WORK TASK:
Would you please output the data exactly, omitting no line?

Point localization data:
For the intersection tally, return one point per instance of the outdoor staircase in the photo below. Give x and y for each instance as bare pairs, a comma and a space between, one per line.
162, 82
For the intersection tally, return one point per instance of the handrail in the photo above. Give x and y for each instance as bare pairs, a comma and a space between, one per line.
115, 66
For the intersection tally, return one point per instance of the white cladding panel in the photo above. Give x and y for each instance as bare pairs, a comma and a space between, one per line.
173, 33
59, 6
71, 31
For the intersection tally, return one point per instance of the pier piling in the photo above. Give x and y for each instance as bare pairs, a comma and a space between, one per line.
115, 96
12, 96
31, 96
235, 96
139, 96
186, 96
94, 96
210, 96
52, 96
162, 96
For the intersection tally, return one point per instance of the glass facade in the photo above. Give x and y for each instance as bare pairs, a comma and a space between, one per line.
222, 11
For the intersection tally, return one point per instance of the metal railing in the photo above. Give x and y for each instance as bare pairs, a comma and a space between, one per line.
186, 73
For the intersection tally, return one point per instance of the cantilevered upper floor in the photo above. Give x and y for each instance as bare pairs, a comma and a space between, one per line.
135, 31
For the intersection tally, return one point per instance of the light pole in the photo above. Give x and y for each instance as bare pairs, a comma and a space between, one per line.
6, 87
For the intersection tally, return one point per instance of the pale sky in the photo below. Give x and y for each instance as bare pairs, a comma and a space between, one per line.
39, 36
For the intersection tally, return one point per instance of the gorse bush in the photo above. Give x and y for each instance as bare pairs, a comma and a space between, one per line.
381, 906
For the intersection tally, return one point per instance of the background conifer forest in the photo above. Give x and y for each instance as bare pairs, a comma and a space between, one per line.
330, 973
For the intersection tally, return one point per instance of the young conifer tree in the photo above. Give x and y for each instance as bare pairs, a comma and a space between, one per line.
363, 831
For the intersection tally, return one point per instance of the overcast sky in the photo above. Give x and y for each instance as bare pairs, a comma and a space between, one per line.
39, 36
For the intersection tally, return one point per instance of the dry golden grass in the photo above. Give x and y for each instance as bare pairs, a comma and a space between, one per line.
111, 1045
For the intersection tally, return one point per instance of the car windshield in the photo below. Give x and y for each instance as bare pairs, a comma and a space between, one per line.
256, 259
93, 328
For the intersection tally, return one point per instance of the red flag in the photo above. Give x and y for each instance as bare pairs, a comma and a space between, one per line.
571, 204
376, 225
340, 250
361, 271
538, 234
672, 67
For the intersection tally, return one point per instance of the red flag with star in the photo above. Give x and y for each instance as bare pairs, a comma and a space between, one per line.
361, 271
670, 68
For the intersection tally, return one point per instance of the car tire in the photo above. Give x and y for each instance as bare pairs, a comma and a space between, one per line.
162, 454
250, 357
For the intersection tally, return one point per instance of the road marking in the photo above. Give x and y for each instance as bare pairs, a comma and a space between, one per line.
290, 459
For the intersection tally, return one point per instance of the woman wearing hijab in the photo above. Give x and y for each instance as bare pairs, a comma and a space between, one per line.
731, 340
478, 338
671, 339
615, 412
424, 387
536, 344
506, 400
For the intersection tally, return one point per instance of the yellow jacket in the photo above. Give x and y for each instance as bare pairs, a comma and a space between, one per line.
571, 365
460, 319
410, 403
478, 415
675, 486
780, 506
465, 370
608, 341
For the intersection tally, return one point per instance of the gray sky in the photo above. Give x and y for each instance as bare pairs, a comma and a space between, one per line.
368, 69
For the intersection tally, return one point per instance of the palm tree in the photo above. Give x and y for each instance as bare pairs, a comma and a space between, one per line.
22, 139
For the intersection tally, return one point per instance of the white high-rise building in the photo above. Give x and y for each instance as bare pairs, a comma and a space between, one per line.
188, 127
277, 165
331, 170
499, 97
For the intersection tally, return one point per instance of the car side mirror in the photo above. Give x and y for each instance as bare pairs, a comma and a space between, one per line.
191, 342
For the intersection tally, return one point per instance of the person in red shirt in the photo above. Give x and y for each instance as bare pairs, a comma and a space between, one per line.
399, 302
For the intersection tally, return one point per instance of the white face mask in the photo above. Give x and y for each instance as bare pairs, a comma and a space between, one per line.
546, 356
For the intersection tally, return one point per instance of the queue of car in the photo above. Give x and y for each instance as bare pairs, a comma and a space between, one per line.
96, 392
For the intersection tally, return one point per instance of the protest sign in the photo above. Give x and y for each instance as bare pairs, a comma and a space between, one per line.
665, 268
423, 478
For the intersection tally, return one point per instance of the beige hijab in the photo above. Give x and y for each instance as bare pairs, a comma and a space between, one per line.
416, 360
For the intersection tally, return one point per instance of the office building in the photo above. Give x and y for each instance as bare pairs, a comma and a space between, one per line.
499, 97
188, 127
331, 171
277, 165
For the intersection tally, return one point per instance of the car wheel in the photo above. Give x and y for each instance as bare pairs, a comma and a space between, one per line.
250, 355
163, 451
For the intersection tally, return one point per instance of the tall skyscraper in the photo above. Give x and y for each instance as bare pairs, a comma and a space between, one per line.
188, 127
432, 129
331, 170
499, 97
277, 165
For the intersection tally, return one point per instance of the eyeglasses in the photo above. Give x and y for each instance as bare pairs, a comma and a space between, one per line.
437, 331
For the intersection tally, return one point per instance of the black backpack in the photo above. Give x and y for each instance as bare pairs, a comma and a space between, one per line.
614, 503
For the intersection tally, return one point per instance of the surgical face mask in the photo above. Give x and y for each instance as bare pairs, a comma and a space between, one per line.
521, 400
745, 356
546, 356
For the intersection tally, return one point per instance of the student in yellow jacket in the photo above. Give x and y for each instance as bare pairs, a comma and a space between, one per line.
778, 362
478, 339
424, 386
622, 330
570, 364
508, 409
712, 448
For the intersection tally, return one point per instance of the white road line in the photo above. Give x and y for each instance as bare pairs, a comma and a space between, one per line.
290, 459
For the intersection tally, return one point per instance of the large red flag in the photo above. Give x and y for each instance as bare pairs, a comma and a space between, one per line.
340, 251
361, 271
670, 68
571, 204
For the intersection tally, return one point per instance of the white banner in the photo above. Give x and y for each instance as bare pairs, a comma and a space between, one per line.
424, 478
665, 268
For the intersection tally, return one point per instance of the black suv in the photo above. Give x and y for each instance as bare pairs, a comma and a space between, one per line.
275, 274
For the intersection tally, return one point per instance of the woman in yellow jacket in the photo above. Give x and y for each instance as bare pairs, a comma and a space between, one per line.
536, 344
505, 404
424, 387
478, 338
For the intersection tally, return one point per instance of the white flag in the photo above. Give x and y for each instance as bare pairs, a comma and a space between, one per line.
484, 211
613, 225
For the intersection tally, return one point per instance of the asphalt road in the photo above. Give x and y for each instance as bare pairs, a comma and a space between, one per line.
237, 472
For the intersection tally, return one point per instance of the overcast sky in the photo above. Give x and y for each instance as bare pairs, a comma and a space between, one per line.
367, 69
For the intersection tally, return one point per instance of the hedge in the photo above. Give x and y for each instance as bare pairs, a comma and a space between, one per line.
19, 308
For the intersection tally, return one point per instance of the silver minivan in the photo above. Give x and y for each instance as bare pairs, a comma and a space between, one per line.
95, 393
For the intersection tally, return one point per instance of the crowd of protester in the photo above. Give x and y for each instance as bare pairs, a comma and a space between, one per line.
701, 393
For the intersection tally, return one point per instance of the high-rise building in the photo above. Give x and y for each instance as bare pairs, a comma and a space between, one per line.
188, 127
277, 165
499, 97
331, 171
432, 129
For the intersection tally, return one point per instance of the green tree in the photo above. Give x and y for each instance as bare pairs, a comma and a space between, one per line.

TASK SOLUTION:
For the intersection tally, return one point per instance of the outdoor staircase in the photo below. Give x and y for each instance as bare pairs, a comma and a space between, one per line.
162, 82
For the intersection tally, return one point per instance of the handrail in the photo above. Give x and y for each instance as bare pairs, a comma and a space between, one per line.
115, 66
For the intersection tally, return one point per instance of the white cladding panel in the photo above. Give x and y for each instance as bare pairs, a comma and a space between, one per line.
173, 33
59, 6
71, 31
For the intersection tally, return one point per instance of the pier piling in the photo above. Give x and y for each instance as bare pairs, a comma and a space between, one per line.
115, 96
12, 96
31, 96
235, 96
139, 96
186, 96
94, 96
210, 96
52, 96
162, 96
For the intersection tally, return one point per instance of the glass facade in the photo above. Give x and y for each instance as bare pairs, a comma and a space between, one per line.
222, 11
For the intersection tally, return one point per instance of the metal railing in the photo above. Give x and y for each instance as bare pairs, a comma and a space between, one per line.
186, 73
For the intersection tally, return one point per instance of the cantilevered upper floor in the photo above. Give x and y for each instance as bare pairs, a comma and a space between, one per line.
135, 31
For the intersection tally, return one point per instance of the light pole in the photo above. Give x and y for each instance as bare pairs, a comma and a space between, one per line.
6, 87
For the intersection tally, return one point per instance of the pale sky in the photo below. Give x and y for each instance as bare pairs, a comma and a space between, one per line.
39, 36
For the intersection tally, return one point per instance of the gorse bush in the photo above. Give x and y for each instance as bare pairs, a comma and a space between, one per line.
381, 906
For the intersection tally, return one point per instance of the background conifer forest in the photo above. Give x and y for each instance as bare pairs, a comma and a space between, one per line.
330, 973
For the intersection tally, return one point per instance of the young conifer tree in the photo above. Give x and y for each instance as bare pairs, a comma and a space between, one per line.
363, 831
For the intersection tally, return one point per instance of the overcast sky in the photo above. Give x and y for each instance as bare pairs, a comma and a space between, one per line.
39, 36
For the intersection tally, return one point per instance of the dry golden grass in the photo above. Give x and y for each instance as bare pairs, a comma and a space between, one per line.
111, 1045
For the intersection tally, return one point per instance of the car windshield in the photo below. Give x and y for each instance as bare pairs, a comma and a space between, one per line.
256, 259
93, 328
For the intersection tally, return one point per instance of the red flag in the photo above. Give x and y for each instance as bare pairs, a comma and a space between, one per line.
571, 204
376, 225
340, 250
361, 271
538, 234
672, 67
For the intersection tally, return one point per instance of the red flag with star in the photo above. Give x and y for each instance as bare pairs, a comma and a space between, one per line.
361, 271
670, 68
For the intersection tally, return one point per instance of the car tire in the photo above. Give x and y for each instance as bare pairs, a comma and a space between, one per line.
162, 454
250, 357
For the intersection tally, return one point per instance of the road marking in the photo above. Give x and y for each instance as bare pairs, a comma and a space between, one per line.
290, 459
For the intersection tally, return one point per instance of the woman wearing hijab in the photo above. Give x and y for each instance as bare pairs, a comma and a space between, one per line.
731, 340
478, 338
671, 339
615, 412
424, 387
536, 344
506, 400
For the intersection tally, return one point per instance of the yellow jacket in the photo above. Give x and y for each instance as bare pairs, a comma and a space between, one per line.
571, 365
460, 319
410, 403
478, 415
675, 486
780, 506
465, 370
608, 341
For the intersection tally, return one point per instance of the gray sky in the photo above. Give x and y for each instance as bare pairs, a comma and a space between, one per line.
368, 69
For the intersection tally, return one point per instance of the palm tree in the photo above. Give x and y for each instance as bare pairs, a comma and a space between, one per line.
22, 139
For the intersection tally, return one point per instance of the white high-rise building in the photo above. Give x and y for each instance as bare pairs, a comma and a space between, one per line.
188, 127
277, 165
331, 170
499, 97
For the intersection tally, return one point per instance of the car side mirror in the photo above. Give x and y for each instance as bare pairs, a comma and a space between, one per line.
191, 342
For the intersection tally, return one point per instance of the person in red shirt in the photo above. Give x and y for each instance as bare pairs, a comma and a space between, one per line.
399, 302
For the intersection tally, return one point per instance of the white face mask in the photo above. Give x and y for each instance as bare pairs, a comma and a space between, one per line.
546, 356
For the intersection tally, return one point per instance of the queue of car in the photo above. Give x and y for each instance as bare pairs, a comma and a space between, one per line.
96, 392
For the intersection tally, return one point per instance of the protest sign in the photo above. Give x and y for each instance as bare pairs, a comma and a space between, one per line.
665, 268
423, 478
For the intersection tally, return one point per instance of the beige hijab in the photo above. Give x and y for each instance as bare pairs, a comma and a space between, one per line.
416, 360
For the intersection tally, return one point per instance of the office building in the photo above. Give x and y for each instance as bare pairs, a comma and a space between, one per line.
499, 97
188, 127
331, 171
277, 165
For the intersection tally, return one point per instance of the car wheel in the photo above. Give x and y for each instance as bare pairs, a comma and a space between, one per line.
250, 355
163, 451
For the intersection tally, return one point per instance of the tall skyscraper in the photo above. Give x and y for each instance as bare pairs, a comma and a space between, one per line.
188, 127
432, 129
331, 170
499, 97
277, 165
For the intersection tally, return one point per instance of the eyeglasses in the photo above. Give x and y for each instance as bare pairs, a comma and a space between, one per line.
437, 331
For the intersection tally, return one point per instance of the black backpack in the photo above. Give x and y for each instance as bare pairs, a comma and a space between, one per line.
614, 503
For the intersection tally, return one point per instance of the surgical face mask in the photo above. Give x and y for each instance as bare pairs, a comma and a space between, one per line.
521, 400
745, 356
546, 356
For the intersection tally, return one point per instance of the student in yellow jacket in the photo above. Give x and y for each instance as bare pairs, a comma and a space between, one per line.
778, 362
478, 339
424, 386
622, 330
570, 364
508, 409
712, 448
For the intersection tally, return one point per instance of the white road line in the photo above. Give x and y for each instance as bare pairs, a comma and a space between, one per line.
290, 459
For the intersection tally, return one point per instance of the large red flag in the photo above. Give x and y for each instance as bare pairs, a comma and a space between, one per line.
340, 251
361, 271
670, 68
571, 204
For the intersection tally, return one point per instance of the white banner in the photo above. Give x and y for each instance as bare pairs, a comma and a space between, one per line.
424, 478
665, 268
For the intersection tally, return one point per instance of the black suv in the photo above. Give x and y for each instance as bare pairs, a comma and a space between, one per line.
275, 274
For the intersection tally, return one point per instance of the woman in yellow jacket in the photo above. Give x and y for each instance as bare pairs, a comma and a space between, one per line.
536, 344
505, 404
424, 387
478, 338
For the intersection tally, return one point per instance of the white flag in the photo above. Give x and y for each instance as bare pairs, a comma and a space between, one per line.
484, 211
613, 225
For the intersection tally, return one point per instance of the asphalt road in the photo above. Give x and y for each instance as bare pairs, a comma and a space between, one per line.
237, 472
For the intersection tally, return one point per instance of the overcast sky in the photo above. Give x and y for each instance as bare pairs, a comma and a space between, one per line.
367, 69
For the intersection tally, return one point per instance of the hedge in the photo above. Give x and y for each instance as bare pairs, a comma and a space between, one per line.
19, 308
For the intersection tally, return one point per instance of the silver minivan in the photo above. Give x and y for each instance as bare pairs, a comma and a space between, one per line.
95, 393
For the intersection tally, return one point per instance of the crowd of protester in the photo above. Give x and y for each instance as bare pairs, a comma and a space between, one per line.
701, 393
For the intersection tally, return one point per instance of the high-rise building in the photo above. Give x and y for each instance as bare pairs, a comma and a space between, one per line.
188, 127
277, 165
499, 97
331, 171
432, 129
For the intersection tally, return one point per instance of the green tree in the photo above. Give x and y for each instance as bare pairs, a comma and a space between, one per line.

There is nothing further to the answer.